- Records shown
┏━━
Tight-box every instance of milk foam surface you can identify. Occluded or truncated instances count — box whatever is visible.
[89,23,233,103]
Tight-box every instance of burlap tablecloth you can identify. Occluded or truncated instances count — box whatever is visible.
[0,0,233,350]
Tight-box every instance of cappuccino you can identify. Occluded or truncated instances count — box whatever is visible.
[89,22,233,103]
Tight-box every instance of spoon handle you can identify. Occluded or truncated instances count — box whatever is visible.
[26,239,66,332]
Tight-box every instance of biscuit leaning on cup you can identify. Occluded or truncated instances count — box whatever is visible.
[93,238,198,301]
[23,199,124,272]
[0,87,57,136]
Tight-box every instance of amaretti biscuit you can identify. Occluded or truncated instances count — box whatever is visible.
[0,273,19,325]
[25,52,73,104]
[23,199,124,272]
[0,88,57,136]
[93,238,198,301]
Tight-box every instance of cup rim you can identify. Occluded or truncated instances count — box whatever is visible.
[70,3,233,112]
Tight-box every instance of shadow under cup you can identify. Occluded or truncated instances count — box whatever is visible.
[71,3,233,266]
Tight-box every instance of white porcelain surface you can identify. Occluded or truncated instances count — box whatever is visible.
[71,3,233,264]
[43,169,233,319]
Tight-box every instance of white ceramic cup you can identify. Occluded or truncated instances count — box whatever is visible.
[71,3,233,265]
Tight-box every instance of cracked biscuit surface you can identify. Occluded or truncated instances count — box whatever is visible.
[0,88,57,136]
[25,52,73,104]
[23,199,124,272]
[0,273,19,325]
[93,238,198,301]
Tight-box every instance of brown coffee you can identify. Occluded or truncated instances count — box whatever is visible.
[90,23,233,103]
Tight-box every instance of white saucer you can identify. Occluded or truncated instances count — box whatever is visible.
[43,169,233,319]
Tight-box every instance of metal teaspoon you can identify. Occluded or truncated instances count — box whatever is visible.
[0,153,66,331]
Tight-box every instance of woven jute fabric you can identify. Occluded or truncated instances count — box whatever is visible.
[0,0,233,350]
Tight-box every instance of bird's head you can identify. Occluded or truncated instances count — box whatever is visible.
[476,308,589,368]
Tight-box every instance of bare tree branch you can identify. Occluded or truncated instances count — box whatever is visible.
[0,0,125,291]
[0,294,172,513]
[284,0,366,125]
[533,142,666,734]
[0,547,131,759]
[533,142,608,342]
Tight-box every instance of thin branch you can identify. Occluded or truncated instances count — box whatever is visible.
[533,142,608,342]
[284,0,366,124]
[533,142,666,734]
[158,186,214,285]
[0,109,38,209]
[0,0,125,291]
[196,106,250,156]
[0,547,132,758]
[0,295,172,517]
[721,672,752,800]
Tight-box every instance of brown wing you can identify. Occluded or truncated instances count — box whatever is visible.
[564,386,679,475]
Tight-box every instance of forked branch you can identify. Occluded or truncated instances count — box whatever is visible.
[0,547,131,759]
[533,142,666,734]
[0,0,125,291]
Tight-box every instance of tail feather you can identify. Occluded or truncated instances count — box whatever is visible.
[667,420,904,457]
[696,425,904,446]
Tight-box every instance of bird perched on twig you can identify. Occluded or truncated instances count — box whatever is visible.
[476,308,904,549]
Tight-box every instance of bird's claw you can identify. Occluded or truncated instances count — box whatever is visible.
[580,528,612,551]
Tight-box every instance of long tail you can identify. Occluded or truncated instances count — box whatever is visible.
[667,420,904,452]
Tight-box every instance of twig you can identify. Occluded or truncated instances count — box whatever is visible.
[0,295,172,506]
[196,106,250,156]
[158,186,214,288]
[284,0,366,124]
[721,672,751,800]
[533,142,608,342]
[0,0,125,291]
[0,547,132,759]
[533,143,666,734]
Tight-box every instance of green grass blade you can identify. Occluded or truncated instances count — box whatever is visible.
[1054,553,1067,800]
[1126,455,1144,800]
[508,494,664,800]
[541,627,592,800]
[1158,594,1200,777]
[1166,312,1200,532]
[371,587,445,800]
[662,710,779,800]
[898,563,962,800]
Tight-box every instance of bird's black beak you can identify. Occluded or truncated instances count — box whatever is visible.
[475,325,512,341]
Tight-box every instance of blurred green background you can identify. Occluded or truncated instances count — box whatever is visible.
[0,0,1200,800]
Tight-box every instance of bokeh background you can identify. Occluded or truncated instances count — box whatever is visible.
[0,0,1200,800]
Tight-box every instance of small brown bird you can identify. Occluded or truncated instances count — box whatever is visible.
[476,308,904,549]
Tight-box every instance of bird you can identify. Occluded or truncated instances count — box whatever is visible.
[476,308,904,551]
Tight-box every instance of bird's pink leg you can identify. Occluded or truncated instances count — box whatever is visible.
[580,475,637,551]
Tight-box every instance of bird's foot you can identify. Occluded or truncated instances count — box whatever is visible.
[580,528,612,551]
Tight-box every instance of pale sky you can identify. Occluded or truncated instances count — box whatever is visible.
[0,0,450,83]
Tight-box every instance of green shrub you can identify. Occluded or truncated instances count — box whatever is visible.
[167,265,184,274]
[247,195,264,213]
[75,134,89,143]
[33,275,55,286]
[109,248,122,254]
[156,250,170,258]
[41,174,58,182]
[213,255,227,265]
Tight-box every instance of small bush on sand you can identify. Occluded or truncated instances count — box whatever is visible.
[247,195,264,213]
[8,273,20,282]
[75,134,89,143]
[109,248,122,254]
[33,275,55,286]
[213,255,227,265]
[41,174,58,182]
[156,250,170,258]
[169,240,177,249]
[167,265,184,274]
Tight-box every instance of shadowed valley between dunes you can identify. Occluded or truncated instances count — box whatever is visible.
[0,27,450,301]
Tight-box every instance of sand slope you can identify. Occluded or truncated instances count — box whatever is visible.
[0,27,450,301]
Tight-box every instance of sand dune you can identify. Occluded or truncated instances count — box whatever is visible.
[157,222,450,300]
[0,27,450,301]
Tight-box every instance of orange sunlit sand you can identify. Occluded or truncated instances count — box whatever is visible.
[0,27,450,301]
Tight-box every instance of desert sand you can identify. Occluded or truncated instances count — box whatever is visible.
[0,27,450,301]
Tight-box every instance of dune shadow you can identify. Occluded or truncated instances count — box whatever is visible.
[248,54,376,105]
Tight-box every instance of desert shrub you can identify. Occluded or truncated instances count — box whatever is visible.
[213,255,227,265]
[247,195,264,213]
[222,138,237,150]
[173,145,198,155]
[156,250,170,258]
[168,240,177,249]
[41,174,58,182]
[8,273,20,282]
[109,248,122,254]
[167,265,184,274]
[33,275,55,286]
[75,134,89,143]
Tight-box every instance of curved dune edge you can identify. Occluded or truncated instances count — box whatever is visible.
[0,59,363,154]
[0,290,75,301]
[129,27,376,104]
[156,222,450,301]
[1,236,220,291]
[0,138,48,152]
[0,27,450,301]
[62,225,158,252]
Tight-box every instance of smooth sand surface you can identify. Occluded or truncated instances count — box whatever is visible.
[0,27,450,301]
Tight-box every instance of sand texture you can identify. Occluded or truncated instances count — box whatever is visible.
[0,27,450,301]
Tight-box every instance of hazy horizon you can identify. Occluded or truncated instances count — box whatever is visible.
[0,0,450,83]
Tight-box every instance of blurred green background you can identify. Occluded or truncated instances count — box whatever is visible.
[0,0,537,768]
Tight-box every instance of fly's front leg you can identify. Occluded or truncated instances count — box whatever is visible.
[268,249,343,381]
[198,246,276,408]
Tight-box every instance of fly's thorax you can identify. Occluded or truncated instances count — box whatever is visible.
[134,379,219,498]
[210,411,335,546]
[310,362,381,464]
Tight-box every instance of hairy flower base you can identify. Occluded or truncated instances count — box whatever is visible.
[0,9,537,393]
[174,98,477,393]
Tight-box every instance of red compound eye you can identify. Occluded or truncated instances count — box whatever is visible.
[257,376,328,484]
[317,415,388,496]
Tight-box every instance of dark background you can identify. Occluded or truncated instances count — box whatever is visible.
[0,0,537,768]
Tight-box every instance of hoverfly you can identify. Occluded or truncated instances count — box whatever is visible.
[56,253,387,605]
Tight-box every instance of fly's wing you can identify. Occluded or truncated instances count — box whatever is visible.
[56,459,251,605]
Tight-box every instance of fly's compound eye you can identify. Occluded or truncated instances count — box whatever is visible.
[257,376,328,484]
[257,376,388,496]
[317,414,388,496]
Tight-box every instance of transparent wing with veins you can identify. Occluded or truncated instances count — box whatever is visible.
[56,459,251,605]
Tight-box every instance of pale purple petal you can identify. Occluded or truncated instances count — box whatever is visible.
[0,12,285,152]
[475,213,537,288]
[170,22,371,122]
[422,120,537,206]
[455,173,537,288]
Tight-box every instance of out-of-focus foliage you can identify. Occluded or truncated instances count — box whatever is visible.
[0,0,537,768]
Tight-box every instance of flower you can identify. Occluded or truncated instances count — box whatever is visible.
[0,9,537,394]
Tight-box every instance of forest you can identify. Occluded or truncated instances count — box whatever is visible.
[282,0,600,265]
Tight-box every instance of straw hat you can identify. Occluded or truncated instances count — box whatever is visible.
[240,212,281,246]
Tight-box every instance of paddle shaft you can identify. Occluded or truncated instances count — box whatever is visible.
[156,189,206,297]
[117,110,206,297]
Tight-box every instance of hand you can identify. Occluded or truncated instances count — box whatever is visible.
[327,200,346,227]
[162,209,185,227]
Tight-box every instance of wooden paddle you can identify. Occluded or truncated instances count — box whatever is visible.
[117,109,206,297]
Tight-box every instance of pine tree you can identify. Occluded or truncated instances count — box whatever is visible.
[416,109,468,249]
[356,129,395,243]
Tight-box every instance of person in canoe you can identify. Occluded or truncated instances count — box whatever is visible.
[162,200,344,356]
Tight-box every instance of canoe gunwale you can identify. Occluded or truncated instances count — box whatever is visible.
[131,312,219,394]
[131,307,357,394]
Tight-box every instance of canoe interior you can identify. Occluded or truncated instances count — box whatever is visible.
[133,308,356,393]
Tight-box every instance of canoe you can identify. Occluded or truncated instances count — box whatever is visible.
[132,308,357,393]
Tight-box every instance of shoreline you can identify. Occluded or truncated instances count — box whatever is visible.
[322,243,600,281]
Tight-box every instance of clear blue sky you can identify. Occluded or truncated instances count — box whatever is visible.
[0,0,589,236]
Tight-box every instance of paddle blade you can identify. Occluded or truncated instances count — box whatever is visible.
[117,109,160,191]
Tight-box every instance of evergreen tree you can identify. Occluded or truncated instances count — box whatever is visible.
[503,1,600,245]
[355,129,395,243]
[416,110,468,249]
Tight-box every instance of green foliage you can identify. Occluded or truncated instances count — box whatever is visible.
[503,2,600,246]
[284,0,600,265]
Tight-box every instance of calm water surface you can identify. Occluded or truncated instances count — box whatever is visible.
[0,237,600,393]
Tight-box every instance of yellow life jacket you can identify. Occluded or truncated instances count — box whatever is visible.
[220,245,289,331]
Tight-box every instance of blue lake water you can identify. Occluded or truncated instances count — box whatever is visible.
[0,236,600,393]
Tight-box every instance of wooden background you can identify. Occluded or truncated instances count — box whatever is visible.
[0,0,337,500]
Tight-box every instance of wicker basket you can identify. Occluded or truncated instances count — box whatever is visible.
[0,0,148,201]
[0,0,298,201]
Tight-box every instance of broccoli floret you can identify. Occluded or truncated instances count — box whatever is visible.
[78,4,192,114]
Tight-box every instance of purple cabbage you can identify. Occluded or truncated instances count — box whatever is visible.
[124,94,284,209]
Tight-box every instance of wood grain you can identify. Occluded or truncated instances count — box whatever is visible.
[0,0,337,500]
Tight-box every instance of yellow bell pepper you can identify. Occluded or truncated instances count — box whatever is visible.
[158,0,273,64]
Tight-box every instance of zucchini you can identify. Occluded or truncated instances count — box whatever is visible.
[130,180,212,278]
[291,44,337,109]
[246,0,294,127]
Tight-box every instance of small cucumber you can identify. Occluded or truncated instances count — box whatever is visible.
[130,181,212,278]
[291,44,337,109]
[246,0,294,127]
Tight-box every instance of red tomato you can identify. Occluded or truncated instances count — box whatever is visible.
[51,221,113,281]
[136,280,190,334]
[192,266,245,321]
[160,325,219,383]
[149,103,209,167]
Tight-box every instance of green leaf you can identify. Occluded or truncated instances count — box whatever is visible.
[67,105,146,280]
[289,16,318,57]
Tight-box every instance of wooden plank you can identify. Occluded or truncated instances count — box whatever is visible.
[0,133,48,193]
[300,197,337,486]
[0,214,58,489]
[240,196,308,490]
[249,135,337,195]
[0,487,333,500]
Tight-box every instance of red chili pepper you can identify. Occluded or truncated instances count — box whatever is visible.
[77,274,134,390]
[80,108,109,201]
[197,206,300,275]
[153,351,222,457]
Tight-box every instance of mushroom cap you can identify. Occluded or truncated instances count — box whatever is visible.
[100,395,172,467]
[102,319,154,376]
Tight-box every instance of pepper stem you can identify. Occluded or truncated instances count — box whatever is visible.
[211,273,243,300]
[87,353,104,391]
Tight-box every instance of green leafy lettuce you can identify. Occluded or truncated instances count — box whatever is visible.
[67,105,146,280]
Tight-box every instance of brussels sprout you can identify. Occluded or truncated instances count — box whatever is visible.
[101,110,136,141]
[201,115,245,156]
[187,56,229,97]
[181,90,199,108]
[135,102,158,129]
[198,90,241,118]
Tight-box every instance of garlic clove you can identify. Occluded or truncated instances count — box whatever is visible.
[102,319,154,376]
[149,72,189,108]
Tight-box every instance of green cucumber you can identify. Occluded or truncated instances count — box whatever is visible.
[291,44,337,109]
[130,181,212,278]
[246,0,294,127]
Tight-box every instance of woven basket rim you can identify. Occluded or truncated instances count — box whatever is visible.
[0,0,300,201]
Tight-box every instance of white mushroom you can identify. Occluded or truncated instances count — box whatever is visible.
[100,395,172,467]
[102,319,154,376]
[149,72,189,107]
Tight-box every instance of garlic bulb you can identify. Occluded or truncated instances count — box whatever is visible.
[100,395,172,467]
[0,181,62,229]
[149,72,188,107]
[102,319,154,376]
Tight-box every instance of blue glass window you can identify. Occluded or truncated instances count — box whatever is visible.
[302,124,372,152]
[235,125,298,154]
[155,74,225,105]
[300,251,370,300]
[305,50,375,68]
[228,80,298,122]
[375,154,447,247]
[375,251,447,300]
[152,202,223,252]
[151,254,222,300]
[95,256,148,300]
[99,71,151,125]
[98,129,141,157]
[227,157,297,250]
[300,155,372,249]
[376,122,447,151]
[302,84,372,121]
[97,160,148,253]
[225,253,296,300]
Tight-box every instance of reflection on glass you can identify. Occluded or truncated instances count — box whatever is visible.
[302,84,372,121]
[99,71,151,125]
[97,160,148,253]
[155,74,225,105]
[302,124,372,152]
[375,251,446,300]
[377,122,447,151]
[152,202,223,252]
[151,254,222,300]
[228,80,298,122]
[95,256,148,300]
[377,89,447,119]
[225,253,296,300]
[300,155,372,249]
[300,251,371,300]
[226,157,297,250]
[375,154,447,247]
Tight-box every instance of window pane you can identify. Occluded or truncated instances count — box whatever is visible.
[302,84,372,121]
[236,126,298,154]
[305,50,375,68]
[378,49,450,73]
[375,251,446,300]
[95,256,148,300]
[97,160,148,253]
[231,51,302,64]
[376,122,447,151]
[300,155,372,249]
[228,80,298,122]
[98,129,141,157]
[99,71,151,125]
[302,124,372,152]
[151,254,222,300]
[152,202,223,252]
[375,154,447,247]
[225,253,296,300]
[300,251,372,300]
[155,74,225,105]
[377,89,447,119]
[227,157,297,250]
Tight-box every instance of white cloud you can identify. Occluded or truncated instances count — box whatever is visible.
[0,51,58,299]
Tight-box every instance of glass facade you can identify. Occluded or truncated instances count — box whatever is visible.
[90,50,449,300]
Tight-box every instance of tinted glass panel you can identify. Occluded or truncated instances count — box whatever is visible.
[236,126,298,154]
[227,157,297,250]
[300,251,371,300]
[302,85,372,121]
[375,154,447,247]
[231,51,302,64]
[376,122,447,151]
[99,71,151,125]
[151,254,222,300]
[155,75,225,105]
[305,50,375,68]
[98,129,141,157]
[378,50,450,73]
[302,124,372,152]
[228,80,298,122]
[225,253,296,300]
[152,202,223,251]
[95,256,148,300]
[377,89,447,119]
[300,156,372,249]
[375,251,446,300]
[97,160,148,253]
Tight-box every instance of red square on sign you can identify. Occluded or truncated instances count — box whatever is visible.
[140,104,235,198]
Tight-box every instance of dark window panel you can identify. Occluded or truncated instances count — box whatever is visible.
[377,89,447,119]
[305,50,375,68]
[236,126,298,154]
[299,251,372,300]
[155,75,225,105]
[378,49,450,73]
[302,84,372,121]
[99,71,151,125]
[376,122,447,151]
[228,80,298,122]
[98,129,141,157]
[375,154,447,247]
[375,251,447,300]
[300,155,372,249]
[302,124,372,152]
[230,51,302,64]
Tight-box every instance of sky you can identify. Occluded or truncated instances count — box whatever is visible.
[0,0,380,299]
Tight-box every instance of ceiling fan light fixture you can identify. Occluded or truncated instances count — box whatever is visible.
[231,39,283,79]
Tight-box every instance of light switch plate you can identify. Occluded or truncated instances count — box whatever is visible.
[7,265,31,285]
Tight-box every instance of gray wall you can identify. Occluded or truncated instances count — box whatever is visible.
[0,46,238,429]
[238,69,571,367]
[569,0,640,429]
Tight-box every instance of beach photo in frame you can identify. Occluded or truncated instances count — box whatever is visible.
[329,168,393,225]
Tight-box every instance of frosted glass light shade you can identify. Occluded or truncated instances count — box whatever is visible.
┗━━
- Stated task
List every line of the data that contains the word "water", matching case exactly.

- Exercise result
Tight-box every instance of calm water surface you can identify. Occluded or truncated instances count — box whatever is visible.
Tight-box every instance of blue lake water you can identify. Occluded or truncated instances count — box whatever is visible.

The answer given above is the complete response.